- **Required work**:
Render the stretch from the start of the data through the line containing "496,187 -> 525,230" as a numbered list, leaving out blank lines.

━━━━━ Supplied material

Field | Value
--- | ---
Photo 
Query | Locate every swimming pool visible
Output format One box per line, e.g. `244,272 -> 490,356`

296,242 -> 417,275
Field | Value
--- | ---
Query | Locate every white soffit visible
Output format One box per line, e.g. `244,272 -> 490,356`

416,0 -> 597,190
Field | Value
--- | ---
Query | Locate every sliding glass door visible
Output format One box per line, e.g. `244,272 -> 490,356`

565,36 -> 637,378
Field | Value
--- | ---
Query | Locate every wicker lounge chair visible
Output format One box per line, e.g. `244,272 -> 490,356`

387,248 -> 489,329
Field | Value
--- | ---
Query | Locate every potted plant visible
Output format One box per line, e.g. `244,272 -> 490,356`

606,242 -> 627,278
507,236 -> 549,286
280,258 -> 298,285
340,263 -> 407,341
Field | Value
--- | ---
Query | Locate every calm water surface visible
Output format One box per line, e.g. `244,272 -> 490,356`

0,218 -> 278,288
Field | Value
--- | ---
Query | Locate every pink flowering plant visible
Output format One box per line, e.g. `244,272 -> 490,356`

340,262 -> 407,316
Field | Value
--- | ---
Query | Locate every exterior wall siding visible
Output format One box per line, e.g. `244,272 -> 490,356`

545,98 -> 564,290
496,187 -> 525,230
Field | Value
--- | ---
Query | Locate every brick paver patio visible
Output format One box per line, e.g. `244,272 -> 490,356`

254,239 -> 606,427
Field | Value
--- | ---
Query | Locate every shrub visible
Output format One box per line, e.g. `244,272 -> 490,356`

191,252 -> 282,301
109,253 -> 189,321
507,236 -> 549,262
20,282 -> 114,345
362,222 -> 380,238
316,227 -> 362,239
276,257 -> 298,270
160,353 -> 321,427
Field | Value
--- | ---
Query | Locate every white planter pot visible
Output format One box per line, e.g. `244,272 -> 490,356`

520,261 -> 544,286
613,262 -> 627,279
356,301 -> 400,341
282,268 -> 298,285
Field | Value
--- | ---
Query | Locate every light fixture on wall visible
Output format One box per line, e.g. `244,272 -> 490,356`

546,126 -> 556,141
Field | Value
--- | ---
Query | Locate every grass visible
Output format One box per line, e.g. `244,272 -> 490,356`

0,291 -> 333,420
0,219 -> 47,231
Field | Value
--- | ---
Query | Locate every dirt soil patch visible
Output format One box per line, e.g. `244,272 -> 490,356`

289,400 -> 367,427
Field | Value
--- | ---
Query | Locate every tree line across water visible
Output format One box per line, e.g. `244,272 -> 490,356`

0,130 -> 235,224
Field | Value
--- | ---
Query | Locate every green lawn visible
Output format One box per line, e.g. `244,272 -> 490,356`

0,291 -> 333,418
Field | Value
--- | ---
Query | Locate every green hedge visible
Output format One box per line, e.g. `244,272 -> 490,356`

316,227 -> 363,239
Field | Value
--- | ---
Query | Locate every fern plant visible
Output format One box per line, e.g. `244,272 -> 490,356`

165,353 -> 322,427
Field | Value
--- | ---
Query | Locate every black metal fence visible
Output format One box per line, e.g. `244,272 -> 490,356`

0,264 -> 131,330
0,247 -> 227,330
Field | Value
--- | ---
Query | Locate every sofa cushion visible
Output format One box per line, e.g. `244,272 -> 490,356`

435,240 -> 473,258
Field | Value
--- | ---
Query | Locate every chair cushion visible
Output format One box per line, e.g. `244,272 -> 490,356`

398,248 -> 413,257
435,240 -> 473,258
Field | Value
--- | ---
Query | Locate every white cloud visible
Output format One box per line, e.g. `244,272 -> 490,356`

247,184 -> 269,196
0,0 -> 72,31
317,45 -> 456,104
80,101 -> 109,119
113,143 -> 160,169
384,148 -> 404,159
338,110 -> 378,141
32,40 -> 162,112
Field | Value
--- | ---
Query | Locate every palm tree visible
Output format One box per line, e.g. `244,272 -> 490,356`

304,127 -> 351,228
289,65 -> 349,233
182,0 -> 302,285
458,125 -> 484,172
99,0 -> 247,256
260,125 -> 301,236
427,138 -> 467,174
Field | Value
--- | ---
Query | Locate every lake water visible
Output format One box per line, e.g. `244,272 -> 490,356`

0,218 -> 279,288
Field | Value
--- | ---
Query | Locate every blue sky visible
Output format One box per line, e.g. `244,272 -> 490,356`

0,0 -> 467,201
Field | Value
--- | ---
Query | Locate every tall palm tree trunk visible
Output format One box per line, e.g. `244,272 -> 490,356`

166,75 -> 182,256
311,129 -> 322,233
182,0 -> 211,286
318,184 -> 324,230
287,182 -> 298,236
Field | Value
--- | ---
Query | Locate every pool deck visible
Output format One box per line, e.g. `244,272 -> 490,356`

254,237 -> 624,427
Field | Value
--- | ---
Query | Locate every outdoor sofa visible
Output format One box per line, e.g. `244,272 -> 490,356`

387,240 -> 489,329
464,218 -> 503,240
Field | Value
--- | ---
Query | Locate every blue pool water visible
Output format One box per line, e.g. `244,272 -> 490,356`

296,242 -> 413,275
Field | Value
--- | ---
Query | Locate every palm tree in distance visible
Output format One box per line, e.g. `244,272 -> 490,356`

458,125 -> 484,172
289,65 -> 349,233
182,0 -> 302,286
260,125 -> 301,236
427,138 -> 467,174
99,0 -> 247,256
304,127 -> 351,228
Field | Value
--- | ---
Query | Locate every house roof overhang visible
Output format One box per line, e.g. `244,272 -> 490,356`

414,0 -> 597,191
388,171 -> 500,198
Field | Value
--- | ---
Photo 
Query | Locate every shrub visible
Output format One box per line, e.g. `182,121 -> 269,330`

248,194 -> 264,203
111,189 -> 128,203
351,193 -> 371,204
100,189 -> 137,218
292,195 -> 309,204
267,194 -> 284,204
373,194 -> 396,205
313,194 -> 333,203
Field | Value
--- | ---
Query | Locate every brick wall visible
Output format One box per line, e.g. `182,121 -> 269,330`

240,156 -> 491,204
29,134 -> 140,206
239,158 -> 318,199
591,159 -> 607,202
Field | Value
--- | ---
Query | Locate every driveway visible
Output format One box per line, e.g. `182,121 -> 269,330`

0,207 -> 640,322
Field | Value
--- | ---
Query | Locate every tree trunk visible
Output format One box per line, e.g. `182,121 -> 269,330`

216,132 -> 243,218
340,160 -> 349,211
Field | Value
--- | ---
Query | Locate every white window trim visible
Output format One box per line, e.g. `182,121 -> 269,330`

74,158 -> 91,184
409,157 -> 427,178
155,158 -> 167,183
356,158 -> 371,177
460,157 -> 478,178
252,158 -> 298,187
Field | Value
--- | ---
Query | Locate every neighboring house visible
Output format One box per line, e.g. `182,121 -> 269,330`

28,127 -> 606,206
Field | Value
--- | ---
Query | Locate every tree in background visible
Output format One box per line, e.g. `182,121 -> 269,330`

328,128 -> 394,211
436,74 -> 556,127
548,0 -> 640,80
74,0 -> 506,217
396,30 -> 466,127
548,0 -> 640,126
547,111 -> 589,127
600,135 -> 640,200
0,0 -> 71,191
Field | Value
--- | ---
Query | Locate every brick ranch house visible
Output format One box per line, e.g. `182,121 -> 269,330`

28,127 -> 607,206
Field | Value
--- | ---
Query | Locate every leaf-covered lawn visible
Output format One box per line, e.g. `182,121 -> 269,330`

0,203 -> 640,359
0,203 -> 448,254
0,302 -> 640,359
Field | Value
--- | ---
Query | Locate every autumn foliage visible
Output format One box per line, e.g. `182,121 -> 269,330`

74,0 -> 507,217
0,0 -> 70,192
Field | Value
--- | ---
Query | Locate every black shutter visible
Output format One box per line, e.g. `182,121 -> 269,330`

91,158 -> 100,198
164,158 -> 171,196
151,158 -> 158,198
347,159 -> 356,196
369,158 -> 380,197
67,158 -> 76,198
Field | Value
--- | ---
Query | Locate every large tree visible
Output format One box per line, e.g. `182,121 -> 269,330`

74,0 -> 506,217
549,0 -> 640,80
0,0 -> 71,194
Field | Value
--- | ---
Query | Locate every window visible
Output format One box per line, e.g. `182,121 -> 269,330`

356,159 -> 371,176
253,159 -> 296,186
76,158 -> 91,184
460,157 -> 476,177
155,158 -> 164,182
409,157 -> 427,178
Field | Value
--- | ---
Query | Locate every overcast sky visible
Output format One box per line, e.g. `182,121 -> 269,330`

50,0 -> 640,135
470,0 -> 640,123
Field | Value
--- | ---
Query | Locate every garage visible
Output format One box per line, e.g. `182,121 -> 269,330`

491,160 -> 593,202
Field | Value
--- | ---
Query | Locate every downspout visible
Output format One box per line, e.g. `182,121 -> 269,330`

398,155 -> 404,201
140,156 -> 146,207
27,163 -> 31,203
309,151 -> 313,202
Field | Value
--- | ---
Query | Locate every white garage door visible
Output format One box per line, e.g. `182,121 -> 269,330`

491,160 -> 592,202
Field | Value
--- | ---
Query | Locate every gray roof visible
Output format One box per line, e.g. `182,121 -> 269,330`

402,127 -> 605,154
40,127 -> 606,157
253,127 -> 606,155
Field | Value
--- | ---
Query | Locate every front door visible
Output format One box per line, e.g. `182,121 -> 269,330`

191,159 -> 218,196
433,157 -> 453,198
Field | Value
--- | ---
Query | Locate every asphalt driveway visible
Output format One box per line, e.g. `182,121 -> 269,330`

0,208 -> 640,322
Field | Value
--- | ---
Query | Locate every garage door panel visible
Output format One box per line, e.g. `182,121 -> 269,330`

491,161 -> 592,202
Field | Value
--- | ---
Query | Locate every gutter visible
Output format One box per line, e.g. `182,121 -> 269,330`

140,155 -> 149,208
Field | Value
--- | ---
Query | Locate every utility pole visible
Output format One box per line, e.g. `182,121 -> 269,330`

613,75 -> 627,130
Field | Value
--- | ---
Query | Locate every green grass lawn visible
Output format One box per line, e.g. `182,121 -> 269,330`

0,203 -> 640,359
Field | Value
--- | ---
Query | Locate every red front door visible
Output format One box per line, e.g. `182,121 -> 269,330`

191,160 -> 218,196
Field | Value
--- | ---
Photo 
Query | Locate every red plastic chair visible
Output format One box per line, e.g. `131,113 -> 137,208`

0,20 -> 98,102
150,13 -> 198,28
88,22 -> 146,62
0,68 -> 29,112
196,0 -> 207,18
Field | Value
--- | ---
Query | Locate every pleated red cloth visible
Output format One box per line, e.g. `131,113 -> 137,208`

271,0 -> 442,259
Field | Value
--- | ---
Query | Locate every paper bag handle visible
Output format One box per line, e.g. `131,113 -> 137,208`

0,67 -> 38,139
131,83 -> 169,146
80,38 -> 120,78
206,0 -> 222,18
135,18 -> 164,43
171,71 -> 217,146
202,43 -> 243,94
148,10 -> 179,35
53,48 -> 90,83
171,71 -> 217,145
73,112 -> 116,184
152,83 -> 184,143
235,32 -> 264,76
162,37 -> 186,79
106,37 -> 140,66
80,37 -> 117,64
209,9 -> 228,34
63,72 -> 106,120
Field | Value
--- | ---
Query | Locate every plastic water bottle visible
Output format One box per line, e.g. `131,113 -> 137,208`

━━━━━━━━━━

- **Complete output**:
1. Field | Value
2. --- | ---
3. Photo 
4. Query | Locate every swimming pool visible
5. Output format One box per line, e.g. `244,272 -> 490,356`
6. 296,242 -> 417,275
7. Field | Value
8. --- | ---
9. Query | Locate every white soffit visible
10. Output format One box per line, e.g. `244,272 -> 490,356`
11. 416,0 -> 597,190
12. Field | Value
13. --- | ---
14. Query | Locate every sliding glass door visible
15. Output format One box per line, e.g. `244,272 -> 490,356`
16. 565,36 -> 637,378
17. Field | Value
18. --- | ---
19. Query | Locate every wicker lounge chair visible
20. Output format One box per line, e.g. `244,272 -> 490,356`
21. 387,248 -> 489,329
22. Field | Value
23. --- | ---
24. Query | Locate every potted plant visible
25. Output format One box per line, e.g. `244,272 -> 490,356`
26. 606,242 -> 627,278
27. 507,236 -> 549,286
28. 280,258 -> 298,285
29. 340,263 -> 407,341
30. Field | Value
31. --- | ---
32. Query | Locate every calm water surface visible
33. Output format One box per line, e.g. `244,272 -> 490,356`
34. 0,218 -> 278,288
35. Field | Value
36. --- | ---
37. Query | Locate every pink flowering plant visible
38. Output format One box per line, e.g. `244,272 -> 490,356`
39. 340,262 -> 407,316
40. Field | Value
41. --- | ---
42. Query | Locate every exterior wall siding visible
43. Output format One box per line, e.g. `244,272 -> 490,356`
44. 545,98 -> 564,290
45. 496,187 -> 525,230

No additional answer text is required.